[ASSIGNMENT]
Repeat exactly, and only, the lines running from the one that holds "Where, specifically, does the motherland" to the end of the records.

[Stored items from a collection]
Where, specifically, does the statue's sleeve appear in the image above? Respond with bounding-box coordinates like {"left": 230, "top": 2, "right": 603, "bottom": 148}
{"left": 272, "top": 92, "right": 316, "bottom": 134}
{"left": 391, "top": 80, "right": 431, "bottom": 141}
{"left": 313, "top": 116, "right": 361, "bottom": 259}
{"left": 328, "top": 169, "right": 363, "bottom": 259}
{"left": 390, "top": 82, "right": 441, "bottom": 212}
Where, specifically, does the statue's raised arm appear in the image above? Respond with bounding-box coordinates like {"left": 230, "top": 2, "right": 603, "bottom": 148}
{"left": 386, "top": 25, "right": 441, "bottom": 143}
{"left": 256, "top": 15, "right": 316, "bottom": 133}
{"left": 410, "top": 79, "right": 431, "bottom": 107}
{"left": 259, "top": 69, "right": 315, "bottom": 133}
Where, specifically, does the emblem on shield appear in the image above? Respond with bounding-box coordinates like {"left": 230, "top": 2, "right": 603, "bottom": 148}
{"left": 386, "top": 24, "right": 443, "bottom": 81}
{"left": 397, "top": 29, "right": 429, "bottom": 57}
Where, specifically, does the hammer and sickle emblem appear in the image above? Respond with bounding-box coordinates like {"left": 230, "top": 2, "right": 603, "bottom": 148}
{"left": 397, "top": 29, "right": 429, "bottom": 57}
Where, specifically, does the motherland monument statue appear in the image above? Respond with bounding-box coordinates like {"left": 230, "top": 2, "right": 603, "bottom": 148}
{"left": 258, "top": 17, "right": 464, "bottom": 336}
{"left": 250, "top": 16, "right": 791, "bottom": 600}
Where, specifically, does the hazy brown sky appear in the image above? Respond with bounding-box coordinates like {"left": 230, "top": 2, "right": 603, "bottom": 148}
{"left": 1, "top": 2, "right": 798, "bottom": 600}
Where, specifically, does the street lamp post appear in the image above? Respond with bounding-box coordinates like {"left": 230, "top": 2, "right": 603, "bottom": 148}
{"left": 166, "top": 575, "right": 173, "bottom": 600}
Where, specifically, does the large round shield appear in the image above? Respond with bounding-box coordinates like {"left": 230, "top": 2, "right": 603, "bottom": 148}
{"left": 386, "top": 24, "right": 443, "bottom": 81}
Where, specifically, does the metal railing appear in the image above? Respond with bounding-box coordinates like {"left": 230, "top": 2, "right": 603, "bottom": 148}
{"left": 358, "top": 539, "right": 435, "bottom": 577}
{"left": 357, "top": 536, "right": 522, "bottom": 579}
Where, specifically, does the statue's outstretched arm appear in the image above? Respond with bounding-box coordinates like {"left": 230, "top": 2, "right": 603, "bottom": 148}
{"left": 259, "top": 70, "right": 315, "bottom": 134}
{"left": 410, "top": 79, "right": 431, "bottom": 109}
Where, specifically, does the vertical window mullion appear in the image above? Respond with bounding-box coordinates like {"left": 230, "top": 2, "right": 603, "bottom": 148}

[SOLVED EXERCISE]
Where, specifically, does the motherland monument statue appear in the image above? Respond with bounding-box coordinates like {"left": 230, "top": 2, "right": 603, "bottom": 148}
{"left": 258, "top": 17, "right": 464, "bottom": 336}
{"left": 250, "top": 16, "right": 791, "bottom": 600}
Where, specifically, does the hazy brown sky appear in the image above? Respond with bounding-box coordinates like {"left": 230, "top": 2, "right": 603, "bottom": 148}
{"left": 1, "top": 2, "right": 798, "bottom": 600}
Where, specifically, does the street lamp post appear in the image above? Respond with bounding-box coordinates like {"left": 230, "top": 2, "right": 603, "bottom": 148}
{"left": 166, "top": 575, "right": 173, "bottom": 600}
Where, specifically, does the large round shield appear in the image above? Respond with bounding-box coordinates like {"left": 230, "top": 2, "right": 603, "bottom": 148}
{"left": 386, "top": 24, "right": 443, "bottom": 81}
Where, specifically, does the metal railing appear in the image above? Respond with bounding-box coordinates like {"left": 230, "top": 2, "right": 603, "bottom": 148}
{"left": 358, "top": 539, "right": 435, "bottom": 577}
{"left": 357, "top": 536, "right": 522, "bottom": 579}
Where, specifically, does the statue's outstretched arm appear in the image above? Respond with bounding-box coordinates like {"left": 230, "top": 2, "right": 603, "bottom": 148}
{"left": 259, "top": 70, "right": 315, "bottom": 134}
{"left": 410, "top": 79, "right": 431, "bottom": 109}
Where, specifically, does the vertical window mullion appear in the image above? Respond with bounding-box coordinates like {"left": 230, "top": 2, "right": 603, "bottom": 148}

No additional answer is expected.